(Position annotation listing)
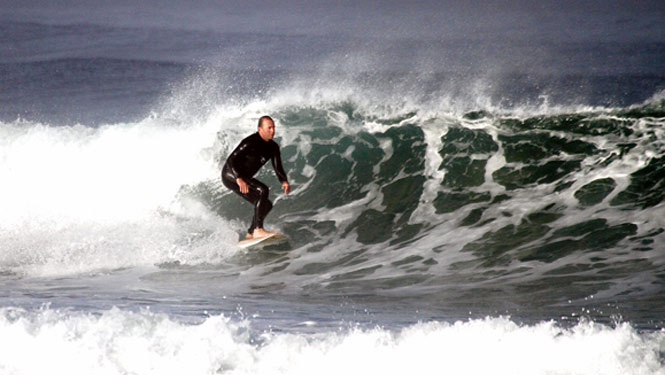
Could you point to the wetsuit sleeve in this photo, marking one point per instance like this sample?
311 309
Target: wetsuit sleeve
277 165
233 160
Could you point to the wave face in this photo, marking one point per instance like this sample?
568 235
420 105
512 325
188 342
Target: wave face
559 205
553 204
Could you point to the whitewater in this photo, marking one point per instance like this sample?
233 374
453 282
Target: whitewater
471 193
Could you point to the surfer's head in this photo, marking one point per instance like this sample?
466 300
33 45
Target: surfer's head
266 128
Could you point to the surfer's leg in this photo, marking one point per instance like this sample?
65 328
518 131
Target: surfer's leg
253 196
262 205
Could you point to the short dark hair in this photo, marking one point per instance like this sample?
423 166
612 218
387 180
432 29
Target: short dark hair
264 118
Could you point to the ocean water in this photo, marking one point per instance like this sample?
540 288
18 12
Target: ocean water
475 188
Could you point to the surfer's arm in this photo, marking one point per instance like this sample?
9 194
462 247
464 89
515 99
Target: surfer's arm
233 160
277 166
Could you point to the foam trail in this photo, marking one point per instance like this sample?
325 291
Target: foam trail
119 342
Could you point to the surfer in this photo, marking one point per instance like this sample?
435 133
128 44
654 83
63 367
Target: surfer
244 162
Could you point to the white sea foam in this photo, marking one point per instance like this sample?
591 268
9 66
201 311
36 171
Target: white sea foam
122 342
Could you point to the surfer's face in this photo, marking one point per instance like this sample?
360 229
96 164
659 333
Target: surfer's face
267 130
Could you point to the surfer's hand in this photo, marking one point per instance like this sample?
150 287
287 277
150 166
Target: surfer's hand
242 185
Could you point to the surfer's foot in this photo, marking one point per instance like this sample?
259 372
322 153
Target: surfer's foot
260 232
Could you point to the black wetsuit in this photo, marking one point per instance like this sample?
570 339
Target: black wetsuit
250 155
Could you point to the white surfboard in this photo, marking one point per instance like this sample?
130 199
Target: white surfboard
267 240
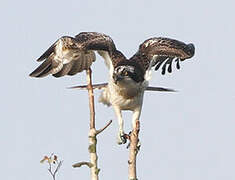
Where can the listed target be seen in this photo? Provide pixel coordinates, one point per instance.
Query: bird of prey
(128, 78)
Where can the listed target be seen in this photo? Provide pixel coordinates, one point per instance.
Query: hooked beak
(117, 78)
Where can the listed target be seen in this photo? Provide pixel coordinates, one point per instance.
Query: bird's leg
(135, 118)
(121, 139)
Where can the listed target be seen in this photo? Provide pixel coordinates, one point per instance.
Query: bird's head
(127, 73)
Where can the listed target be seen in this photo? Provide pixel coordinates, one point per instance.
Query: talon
(121, 138)
(138, 145)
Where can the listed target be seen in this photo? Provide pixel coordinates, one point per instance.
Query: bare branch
(91, 99)
(101, 130)
(134, 148)
(82, 164)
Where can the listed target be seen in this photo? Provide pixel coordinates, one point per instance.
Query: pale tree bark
(93, 165)
(133, 151)
(133, 137)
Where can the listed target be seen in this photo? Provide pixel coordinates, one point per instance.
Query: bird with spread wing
(128, 78)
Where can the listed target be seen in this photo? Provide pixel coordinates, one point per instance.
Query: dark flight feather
(162, 51)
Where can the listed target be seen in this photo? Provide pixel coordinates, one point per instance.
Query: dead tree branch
(93, 165)
(134, 148)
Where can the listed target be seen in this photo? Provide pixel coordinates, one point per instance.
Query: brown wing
(162, 52)
(69, 56)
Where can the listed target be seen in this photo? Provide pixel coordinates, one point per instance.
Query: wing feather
(161, 52)
(69, 56)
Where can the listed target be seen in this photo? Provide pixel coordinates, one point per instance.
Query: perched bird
(128, 78)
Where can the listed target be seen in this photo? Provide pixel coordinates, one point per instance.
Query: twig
(52, 160)
(91, 99)
(94, 170)
(134, 148)
(101, 130)
(82, 164)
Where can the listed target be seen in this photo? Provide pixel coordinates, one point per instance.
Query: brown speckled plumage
(68, 55)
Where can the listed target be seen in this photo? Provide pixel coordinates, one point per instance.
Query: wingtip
(191, 49)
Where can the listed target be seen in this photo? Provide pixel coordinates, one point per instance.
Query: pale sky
(185, 135)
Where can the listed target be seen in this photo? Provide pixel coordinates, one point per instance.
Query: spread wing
(69, 55)
(162, 52)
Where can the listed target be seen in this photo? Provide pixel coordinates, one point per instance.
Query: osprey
(128, 78)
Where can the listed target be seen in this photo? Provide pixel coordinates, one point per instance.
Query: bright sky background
(184, 135)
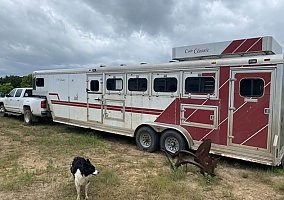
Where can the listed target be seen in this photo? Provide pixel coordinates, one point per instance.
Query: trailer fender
(160, 127)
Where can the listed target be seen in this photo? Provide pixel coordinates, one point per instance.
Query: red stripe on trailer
(110, 107)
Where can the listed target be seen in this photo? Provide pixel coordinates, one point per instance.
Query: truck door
(95, 97)
(18, 101)
(250, 108)
(9, 101)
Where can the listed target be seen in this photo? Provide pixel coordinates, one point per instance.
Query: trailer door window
(200, 85)
(114, 84)
(251, 87)
(137, 84)
(165, 84)
(40, 82)
(94, 85)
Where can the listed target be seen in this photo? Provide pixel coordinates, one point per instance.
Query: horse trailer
(230, 92)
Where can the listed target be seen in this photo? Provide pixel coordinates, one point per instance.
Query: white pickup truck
(20, 101)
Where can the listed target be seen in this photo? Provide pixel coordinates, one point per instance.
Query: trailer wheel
(28, 116)
(172, 141)
(147, 139)
(2, 110)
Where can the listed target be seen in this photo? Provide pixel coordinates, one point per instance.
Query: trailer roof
(241, 47)
(237, 61)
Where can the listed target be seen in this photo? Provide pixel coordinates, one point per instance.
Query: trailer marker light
(252, 61)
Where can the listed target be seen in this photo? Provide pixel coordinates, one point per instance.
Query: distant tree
(27, 81)
(5, 88)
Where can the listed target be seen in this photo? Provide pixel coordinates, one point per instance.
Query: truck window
(114, 84)
(18, 93)
(12, 93)
(137, 84)
(251, 87)
(40, 82)
(165, 84)
(200, 85)
(28, 93)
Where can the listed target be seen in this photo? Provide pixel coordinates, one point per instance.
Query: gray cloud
(49, 34)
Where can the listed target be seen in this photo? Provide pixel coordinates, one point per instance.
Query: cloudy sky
(50, 34)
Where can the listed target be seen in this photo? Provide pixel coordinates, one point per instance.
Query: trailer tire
(2, 110)
(172, 141)
(147, 139)
(28, 117)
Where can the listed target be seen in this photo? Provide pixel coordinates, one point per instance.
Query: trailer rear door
(251, 108)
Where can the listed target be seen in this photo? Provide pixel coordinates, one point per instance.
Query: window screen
(251, 87)
(40, 82)
(165, 84)
(94, 85)
(18, 93)
(200, 85)
(114, 84)
(137, 84)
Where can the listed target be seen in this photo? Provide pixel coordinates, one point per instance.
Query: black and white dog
(82, 170)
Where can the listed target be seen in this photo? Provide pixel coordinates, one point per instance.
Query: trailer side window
(165, 84)
(114, 84)
(200, 85)
(137, 84)
(251, 87)
(40, 82)
(94, 85)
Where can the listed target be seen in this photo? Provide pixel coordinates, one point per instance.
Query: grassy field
(35, 162)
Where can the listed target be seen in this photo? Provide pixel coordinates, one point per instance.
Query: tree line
(7, 83)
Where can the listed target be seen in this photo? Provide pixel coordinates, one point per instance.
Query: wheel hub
(172, 144)
(145, 140)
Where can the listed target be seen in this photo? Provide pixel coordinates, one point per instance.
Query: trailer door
(251, 108)
(95, 97)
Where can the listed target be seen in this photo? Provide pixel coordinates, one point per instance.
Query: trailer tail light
(43, 104)
(252, 61)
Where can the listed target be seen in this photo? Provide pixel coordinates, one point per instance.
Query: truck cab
(20, 101)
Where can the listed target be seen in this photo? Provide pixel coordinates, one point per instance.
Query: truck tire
(147, 139)
(2, 110)
(172, 141)
(28, 116)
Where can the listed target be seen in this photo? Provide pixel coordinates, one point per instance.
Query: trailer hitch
(200, 158)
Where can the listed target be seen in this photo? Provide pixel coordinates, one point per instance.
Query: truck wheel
(28, 116)
(147, 139)
(2, 110)
(172, 141)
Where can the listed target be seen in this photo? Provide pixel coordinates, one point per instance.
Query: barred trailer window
(200, 85)
(137, 84)
(114, 84)
(94, 85)
(252, 87)
(165, 84)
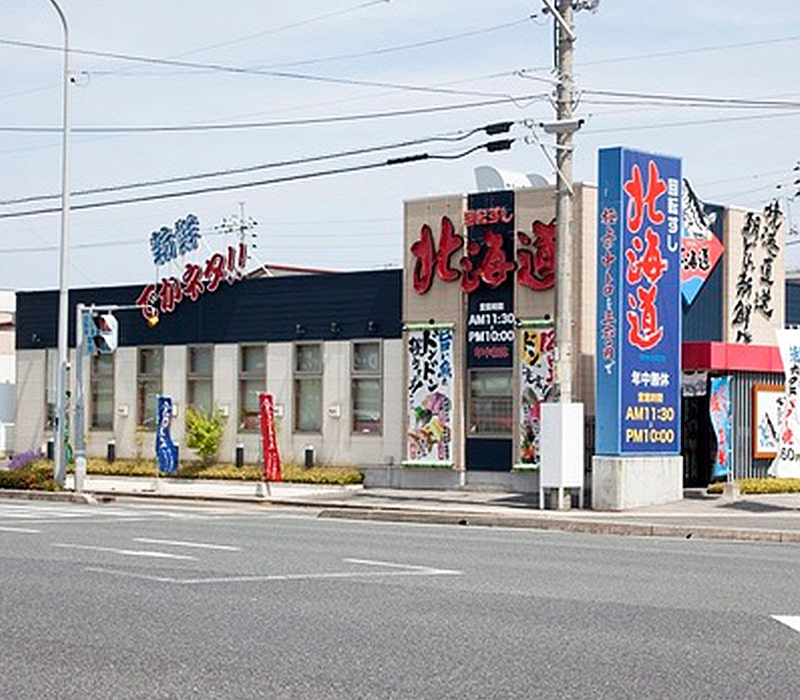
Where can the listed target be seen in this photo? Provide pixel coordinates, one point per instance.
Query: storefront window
(490, 406)
(148, 386)
(51, 374)
(308, 388)
(200, 365)
(252, 381)
(366, 387)
(102, 393)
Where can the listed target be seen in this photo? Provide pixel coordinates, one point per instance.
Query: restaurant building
(432, 375)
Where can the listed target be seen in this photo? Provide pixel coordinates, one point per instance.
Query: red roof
(731, 356)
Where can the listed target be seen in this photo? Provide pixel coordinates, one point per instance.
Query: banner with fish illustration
(430, 397)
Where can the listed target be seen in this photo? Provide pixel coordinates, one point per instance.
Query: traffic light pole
(81, 351)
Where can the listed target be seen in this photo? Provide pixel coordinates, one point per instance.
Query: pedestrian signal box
(102, 333)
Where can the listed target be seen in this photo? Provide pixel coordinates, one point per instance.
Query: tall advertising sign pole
(563, 133)
(638, 342)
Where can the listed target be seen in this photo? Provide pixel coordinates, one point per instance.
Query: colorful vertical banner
(488, 279)
(786, 464)
(701, 248)
(638, 373)
(166, 450)
(430, 397)
(720, 409)
(269, 439)
(537, 363)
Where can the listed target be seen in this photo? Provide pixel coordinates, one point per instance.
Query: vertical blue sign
(638, 373)
(166, 450)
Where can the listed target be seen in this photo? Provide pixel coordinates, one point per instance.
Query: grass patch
(760, 486)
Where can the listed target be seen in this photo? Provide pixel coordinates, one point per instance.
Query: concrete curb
(58, 496)
(595, 527)
(382, 513)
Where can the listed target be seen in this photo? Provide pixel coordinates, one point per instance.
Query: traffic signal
(104, 333)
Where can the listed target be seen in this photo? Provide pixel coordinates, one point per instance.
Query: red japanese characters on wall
(195, 281)
(451, 259)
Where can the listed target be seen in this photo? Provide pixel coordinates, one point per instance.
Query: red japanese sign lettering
(537, 268)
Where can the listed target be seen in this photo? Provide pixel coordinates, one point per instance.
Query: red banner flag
(272, 458)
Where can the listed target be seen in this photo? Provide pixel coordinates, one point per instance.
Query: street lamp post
(63, 283)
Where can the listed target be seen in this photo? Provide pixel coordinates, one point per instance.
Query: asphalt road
(174, 601)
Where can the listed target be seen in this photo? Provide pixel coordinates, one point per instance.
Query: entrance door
(699, 443)
(490, 420)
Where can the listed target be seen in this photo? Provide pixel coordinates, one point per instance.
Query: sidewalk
(768, 518)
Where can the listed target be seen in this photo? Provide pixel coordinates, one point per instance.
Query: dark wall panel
(311, 307)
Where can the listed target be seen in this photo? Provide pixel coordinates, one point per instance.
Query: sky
(163, 92)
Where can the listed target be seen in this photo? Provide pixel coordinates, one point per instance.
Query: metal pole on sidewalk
(80, 441)
(60, 471)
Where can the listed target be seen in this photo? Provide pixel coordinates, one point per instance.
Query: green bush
(36, 476)
(204, 433)
(760, 486)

▶ _What is needed_
If you tally the lines of the listing that contain the string "hair", what number do you get? Reply with the number alone.

▶ _Answer for this exercise_
2